- **Required work**
Express the material from the line containing "For the test set, locate each instance of the woman with" through its final line, both ends included, as a JSON list of strings, one string per line, with blank lines omitted.

* * * * * * *

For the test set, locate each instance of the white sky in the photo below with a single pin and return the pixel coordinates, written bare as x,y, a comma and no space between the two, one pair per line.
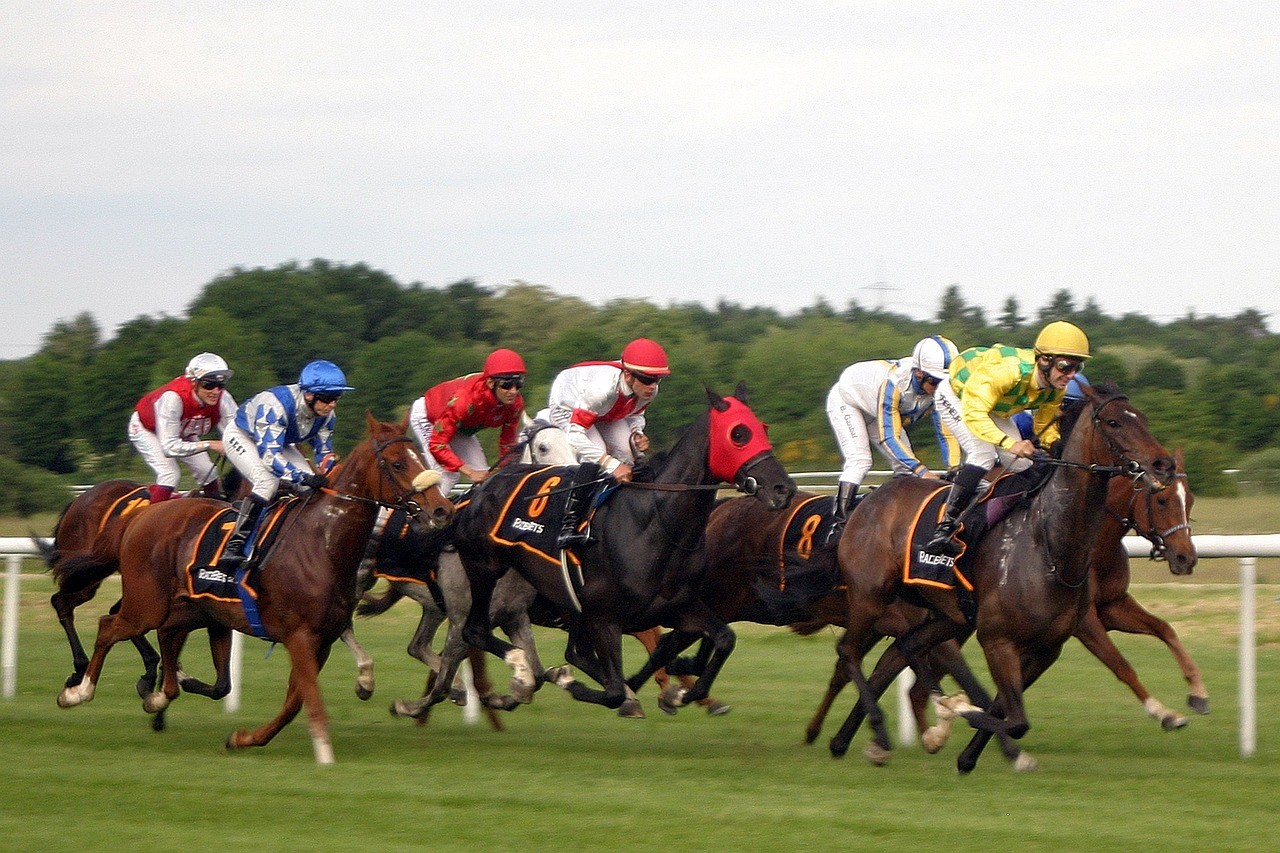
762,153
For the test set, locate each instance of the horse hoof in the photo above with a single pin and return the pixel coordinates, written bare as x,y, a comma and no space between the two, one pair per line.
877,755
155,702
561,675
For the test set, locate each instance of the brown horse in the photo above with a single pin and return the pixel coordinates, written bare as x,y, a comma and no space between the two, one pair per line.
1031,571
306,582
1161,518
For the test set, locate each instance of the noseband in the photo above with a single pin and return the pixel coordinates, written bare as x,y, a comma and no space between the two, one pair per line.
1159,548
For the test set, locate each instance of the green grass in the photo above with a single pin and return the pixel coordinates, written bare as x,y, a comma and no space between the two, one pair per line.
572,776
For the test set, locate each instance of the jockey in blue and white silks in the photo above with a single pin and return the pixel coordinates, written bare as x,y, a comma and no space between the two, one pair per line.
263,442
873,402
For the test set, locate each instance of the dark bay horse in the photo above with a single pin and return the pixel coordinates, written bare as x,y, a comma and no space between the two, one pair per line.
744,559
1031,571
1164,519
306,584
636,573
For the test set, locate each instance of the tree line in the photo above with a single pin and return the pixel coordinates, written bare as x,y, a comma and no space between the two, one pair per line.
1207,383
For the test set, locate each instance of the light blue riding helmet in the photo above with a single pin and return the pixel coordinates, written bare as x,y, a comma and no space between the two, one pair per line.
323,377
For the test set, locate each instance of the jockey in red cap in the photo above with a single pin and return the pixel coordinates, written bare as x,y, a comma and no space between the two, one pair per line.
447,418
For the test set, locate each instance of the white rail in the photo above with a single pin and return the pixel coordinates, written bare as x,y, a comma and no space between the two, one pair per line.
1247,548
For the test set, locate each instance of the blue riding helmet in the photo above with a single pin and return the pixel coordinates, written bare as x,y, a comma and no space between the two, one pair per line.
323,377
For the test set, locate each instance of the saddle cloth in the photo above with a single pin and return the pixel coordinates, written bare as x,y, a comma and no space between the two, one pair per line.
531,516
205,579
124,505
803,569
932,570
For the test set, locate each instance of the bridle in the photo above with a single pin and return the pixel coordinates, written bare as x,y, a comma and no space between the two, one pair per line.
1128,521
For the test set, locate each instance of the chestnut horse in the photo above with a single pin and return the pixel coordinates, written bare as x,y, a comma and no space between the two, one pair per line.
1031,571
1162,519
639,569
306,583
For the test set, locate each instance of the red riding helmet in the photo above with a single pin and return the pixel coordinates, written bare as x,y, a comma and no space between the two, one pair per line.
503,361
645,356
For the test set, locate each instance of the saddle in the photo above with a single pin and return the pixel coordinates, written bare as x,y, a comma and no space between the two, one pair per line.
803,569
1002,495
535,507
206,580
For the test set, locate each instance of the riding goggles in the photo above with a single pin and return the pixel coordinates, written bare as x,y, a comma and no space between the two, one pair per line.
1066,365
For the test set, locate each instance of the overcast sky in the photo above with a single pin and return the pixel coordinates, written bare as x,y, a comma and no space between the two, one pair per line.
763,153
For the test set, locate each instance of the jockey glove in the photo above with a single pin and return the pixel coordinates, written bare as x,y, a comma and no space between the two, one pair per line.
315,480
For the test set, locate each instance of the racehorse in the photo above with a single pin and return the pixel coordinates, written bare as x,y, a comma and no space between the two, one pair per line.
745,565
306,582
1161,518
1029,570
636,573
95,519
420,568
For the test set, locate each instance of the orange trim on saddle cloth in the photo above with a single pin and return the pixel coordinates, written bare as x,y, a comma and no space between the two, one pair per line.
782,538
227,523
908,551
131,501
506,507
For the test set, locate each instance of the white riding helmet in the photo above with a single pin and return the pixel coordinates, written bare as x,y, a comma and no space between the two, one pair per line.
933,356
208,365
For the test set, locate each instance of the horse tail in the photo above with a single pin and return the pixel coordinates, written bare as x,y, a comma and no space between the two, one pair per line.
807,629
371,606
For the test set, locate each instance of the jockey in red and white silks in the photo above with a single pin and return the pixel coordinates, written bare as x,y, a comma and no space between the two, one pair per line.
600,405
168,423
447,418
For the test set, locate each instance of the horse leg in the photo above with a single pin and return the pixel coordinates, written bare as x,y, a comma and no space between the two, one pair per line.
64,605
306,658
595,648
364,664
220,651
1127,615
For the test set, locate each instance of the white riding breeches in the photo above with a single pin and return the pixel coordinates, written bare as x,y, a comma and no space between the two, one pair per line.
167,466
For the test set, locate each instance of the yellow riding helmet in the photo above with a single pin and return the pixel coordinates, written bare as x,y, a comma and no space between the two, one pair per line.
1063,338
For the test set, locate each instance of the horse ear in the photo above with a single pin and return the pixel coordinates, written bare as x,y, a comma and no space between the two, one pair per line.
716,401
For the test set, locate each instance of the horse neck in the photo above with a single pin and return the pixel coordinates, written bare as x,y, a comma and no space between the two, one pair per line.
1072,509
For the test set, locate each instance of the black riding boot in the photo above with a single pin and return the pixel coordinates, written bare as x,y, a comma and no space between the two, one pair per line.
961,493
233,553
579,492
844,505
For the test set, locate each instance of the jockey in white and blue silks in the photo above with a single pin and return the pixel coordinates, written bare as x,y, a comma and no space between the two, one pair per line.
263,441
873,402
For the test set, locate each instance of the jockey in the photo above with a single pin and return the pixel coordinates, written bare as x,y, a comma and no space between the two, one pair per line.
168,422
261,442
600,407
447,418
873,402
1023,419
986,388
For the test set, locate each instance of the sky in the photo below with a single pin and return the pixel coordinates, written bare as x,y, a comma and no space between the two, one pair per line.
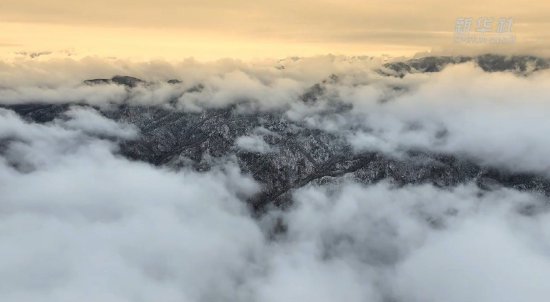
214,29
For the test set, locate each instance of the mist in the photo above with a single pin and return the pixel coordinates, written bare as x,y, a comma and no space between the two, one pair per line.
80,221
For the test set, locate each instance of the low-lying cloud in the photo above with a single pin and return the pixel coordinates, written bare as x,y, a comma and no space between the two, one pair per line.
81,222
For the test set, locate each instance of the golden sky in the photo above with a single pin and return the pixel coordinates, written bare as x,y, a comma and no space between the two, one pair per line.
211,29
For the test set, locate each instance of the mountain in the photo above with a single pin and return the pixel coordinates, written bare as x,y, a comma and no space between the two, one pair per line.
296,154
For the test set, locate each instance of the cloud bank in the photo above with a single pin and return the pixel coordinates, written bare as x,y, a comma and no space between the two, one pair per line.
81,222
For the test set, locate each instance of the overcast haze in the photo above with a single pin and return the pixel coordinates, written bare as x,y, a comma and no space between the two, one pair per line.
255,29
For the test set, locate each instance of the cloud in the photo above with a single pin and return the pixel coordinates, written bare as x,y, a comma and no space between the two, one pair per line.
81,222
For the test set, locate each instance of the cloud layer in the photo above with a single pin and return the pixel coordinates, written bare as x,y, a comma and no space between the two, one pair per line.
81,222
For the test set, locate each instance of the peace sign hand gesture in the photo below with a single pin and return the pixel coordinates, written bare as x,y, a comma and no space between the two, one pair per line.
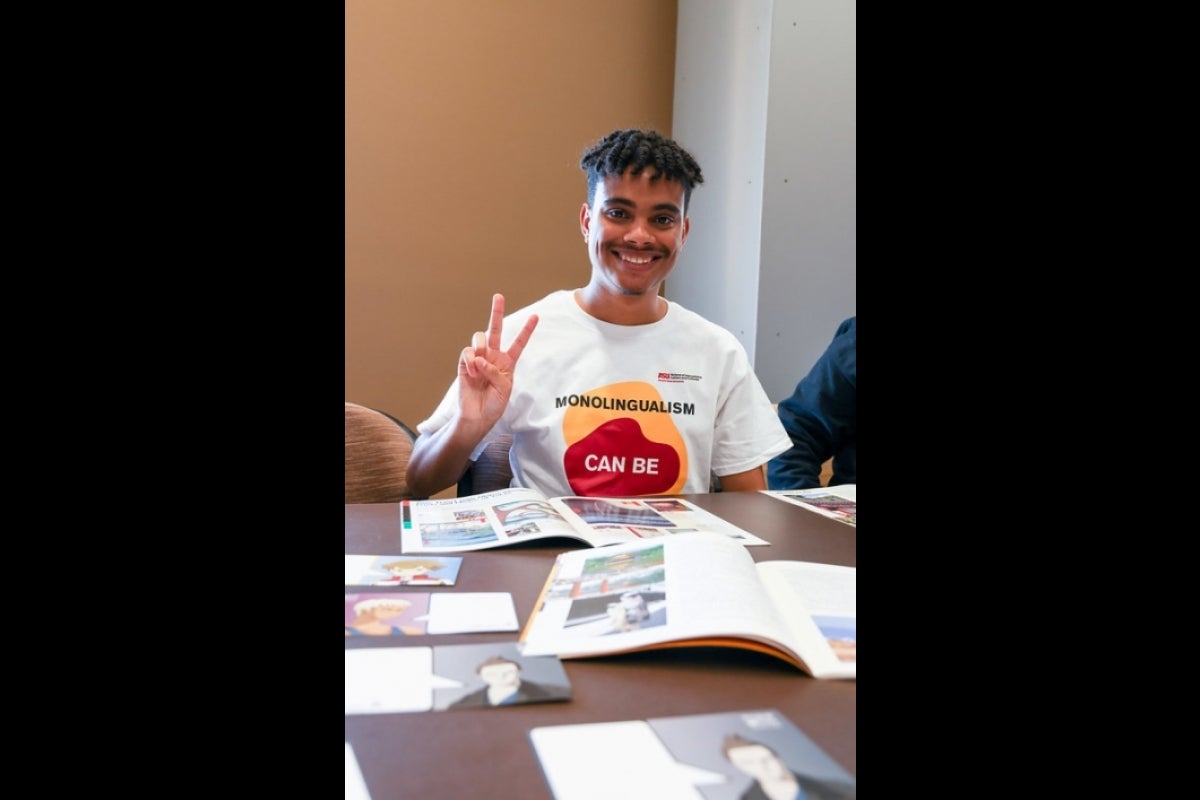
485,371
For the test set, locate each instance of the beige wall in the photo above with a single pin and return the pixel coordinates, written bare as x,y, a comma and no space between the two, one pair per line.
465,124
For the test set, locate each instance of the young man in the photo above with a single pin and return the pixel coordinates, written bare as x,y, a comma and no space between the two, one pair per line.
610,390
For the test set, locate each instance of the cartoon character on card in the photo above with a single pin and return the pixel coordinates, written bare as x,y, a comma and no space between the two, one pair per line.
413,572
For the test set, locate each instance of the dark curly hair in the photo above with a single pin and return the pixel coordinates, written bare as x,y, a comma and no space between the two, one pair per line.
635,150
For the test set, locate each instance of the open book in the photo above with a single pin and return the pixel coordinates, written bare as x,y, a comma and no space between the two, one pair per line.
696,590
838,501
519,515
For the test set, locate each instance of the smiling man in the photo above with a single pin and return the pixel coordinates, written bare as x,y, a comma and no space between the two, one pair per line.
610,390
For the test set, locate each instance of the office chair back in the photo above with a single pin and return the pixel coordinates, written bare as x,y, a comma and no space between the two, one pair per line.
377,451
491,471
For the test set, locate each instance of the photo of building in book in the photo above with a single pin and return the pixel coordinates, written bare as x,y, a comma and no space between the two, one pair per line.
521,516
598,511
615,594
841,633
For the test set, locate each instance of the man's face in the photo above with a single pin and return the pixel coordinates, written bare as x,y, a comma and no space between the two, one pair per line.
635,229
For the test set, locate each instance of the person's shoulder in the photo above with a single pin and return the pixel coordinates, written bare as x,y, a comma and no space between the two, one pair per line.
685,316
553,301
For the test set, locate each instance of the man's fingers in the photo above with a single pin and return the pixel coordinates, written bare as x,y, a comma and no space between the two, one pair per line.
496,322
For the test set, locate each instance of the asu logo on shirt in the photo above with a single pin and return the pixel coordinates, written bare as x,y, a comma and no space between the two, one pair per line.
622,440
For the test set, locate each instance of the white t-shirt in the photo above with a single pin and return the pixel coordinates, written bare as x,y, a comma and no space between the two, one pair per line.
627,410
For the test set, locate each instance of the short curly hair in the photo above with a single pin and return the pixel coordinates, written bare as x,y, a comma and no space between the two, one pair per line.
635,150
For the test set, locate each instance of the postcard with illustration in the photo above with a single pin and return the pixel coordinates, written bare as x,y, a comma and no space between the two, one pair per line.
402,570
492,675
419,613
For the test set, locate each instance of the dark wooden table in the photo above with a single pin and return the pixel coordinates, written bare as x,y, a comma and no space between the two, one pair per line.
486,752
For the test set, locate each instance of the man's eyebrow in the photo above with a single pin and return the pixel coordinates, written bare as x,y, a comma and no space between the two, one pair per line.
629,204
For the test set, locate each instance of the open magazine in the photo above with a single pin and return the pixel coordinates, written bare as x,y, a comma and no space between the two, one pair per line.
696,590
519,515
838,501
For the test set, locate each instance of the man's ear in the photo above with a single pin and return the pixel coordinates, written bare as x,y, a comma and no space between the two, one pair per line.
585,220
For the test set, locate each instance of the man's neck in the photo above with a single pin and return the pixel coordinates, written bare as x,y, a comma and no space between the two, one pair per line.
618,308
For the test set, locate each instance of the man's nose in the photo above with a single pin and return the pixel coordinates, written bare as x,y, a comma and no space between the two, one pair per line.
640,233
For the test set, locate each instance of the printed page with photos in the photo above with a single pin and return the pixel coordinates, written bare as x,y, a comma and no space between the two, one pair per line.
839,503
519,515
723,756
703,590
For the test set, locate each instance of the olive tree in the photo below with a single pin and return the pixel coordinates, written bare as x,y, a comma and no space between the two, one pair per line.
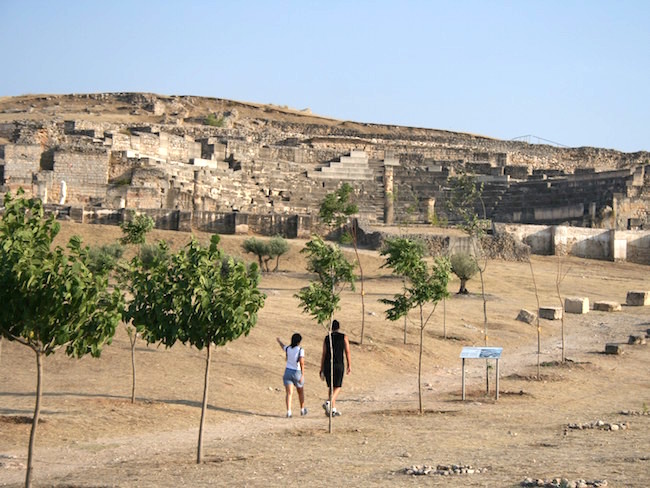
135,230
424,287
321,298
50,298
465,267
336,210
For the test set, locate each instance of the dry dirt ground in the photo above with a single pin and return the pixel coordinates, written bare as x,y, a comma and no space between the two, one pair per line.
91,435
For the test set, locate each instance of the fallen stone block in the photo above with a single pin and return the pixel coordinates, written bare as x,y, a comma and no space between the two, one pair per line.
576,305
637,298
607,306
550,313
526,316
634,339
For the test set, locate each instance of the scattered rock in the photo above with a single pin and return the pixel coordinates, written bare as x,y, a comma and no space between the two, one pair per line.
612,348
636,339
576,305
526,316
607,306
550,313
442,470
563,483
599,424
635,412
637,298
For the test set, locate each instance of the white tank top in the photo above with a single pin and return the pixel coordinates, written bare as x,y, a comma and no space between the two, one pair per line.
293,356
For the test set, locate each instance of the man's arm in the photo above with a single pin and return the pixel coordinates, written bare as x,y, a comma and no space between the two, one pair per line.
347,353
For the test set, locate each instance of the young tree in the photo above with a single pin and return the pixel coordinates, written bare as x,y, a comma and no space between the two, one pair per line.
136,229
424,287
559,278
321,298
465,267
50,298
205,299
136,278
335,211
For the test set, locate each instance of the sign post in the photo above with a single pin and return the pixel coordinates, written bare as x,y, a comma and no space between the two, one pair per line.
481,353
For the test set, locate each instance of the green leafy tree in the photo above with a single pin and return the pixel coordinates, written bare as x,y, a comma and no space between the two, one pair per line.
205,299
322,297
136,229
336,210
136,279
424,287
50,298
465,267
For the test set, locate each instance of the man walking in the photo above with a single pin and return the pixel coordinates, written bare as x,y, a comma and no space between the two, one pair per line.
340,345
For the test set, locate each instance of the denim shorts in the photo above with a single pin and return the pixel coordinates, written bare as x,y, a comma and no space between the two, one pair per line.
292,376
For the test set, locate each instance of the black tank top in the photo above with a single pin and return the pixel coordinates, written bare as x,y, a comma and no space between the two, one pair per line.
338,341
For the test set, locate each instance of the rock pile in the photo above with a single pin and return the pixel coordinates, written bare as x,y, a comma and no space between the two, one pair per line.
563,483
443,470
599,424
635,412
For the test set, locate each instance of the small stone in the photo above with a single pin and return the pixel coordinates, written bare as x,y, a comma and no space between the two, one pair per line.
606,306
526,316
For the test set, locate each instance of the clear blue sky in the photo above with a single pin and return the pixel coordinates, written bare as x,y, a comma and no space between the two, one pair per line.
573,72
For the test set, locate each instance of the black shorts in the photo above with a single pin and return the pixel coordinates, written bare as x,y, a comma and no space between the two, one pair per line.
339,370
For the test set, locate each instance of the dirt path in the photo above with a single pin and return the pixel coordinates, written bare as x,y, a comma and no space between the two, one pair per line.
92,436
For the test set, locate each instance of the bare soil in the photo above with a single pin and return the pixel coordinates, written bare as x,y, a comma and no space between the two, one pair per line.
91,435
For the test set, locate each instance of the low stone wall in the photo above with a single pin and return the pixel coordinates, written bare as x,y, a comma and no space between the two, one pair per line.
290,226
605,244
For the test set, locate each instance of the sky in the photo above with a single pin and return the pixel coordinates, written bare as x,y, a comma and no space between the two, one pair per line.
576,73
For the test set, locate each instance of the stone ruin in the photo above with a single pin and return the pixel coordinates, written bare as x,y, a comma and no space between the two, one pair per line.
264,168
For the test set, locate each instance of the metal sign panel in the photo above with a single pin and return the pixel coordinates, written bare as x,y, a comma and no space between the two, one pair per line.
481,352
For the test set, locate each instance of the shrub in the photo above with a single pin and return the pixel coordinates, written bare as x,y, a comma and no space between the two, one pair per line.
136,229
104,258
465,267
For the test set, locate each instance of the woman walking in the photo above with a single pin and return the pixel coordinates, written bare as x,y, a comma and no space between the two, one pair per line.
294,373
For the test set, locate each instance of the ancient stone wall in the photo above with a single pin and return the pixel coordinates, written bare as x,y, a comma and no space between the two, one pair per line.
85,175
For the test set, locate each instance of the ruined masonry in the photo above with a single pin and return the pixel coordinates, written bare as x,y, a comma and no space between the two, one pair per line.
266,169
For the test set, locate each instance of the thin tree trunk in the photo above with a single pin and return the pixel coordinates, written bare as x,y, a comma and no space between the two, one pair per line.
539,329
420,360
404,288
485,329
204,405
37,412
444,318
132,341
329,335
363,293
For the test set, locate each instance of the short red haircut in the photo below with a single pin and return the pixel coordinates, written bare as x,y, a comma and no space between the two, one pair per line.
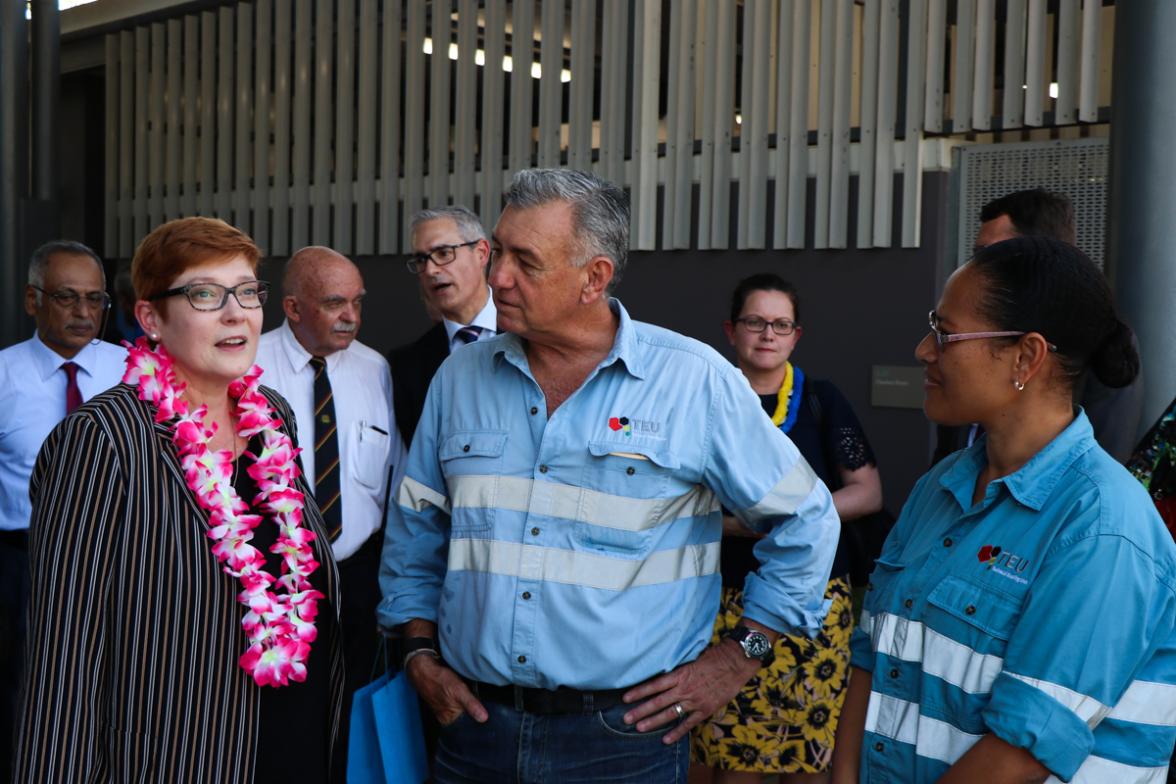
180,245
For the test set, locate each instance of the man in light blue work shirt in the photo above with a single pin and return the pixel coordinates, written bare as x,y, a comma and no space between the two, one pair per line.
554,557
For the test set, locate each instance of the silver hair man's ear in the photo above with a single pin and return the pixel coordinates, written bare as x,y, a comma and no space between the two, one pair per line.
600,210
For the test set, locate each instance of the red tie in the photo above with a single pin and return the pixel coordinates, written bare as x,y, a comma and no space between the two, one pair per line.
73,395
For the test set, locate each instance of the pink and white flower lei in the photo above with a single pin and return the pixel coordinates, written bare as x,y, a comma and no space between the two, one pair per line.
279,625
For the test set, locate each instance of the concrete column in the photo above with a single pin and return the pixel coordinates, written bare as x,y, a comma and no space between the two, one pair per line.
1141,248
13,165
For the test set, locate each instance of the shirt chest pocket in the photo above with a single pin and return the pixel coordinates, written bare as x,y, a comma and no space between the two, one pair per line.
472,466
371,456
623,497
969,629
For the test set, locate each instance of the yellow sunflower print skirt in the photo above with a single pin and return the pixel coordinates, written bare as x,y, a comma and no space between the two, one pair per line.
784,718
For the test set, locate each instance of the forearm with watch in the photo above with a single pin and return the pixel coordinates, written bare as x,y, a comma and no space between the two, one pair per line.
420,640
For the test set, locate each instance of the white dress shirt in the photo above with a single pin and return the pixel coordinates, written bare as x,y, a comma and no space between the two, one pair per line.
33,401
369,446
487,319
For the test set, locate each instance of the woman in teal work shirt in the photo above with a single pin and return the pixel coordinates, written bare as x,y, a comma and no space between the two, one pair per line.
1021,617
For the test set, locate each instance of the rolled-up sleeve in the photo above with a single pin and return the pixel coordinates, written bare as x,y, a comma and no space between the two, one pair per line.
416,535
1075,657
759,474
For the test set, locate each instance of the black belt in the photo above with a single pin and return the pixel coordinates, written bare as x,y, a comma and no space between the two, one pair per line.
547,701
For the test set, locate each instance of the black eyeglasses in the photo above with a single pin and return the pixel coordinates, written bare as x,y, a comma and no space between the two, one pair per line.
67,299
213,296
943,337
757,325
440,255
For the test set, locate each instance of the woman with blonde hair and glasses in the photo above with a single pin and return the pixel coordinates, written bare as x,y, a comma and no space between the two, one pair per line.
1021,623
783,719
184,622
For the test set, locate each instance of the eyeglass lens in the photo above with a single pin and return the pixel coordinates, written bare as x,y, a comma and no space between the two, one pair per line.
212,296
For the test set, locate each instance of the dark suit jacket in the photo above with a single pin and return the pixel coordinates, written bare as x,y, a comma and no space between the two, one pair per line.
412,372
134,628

* * * * * * *

- **Response to this exercise**
[
  "For the test set, locate each instance of the woman with blonde hair and glasses in the photo above with a single pin and return the pixel coordinates, written bare as x,y, a comma and no space between the two, one pair per line.",
  "1021,623",
  "783,719",
  "184,622",
  "For the test set, locate each instance of the eyeglass lens in the photo above with a single pin and return the pixel coordinates, written bare as x,y, a comma and no space between the two, one pair per line.",
  "212,296",
  "For the test set, locate each instance of the dark suit jacket in the photo above with a single pin and return the pixel coordinates, written bare as x,y, a comma and no space between the two, one pair per line.",
  "412,372",
  "134,628"
]